(Natural language region descriptions)
------------------------------------------------

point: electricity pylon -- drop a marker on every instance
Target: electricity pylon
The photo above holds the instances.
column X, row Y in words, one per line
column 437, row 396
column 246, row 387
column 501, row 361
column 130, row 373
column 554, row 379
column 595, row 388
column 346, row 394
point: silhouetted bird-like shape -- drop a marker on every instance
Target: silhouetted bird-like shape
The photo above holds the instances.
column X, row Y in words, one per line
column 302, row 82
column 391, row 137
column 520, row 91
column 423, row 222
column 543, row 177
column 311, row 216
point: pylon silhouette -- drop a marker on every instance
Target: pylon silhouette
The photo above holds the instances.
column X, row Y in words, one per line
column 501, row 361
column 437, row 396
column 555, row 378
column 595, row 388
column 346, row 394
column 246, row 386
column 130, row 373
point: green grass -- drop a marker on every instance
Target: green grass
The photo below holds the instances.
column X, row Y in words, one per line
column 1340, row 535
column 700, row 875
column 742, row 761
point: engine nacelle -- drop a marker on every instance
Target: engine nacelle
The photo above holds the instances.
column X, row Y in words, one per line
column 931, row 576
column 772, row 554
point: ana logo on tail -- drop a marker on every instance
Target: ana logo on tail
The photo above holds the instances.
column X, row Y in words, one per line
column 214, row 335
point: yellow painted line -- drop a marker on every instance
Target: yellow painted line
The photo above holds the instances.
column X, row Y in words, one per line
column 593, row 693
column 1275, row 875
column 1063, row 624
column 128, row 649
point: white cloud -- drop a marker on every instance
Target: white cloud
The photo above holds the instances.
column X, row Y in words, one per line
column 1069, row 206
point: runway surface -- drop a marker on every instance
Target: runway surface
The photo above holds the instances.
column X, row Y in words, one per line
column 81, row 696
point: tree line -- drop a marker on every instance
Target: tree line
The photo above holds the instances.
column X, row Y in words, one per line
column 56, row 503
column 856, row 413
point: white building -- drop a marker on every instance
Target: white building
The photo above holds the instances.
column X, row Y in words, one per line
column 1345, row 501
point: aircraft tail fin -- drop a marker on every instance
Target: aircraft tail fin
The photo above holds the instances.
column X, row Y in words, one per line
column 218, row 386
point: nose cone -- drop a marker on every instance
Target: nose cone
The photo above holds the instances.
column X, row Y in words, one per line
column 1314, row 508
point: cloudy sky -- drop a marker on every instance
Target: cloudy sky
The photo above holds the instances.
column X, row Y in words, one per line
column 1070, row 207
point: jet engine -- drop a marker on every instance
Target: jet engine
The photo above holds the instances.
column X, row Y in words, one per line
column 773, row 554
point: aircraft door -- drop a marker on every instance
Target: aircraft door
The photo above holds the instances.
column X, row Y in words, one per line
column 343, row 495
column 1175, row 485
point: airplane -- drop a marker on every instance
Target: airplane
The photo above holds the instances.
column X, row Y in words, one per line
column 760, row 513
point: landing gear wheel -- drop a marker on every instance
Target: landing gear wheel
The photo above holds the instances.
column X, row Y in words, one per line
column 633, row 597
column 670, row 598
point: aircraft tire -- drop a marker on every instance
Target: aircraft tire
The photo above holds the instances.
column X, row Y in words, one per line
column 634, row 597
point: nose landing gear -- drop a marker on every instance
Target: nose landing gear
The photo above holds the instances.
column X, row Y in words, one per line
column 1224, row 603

------------------------------------------------

For the string "tail", filter the data and copy out each line where it occurs.

point: ana logo on tail -- drop a marker on every instance
Target: ana logo on tail
point: aircraft tail fin -- drop a marker on every instance
Target: aircraft tail fin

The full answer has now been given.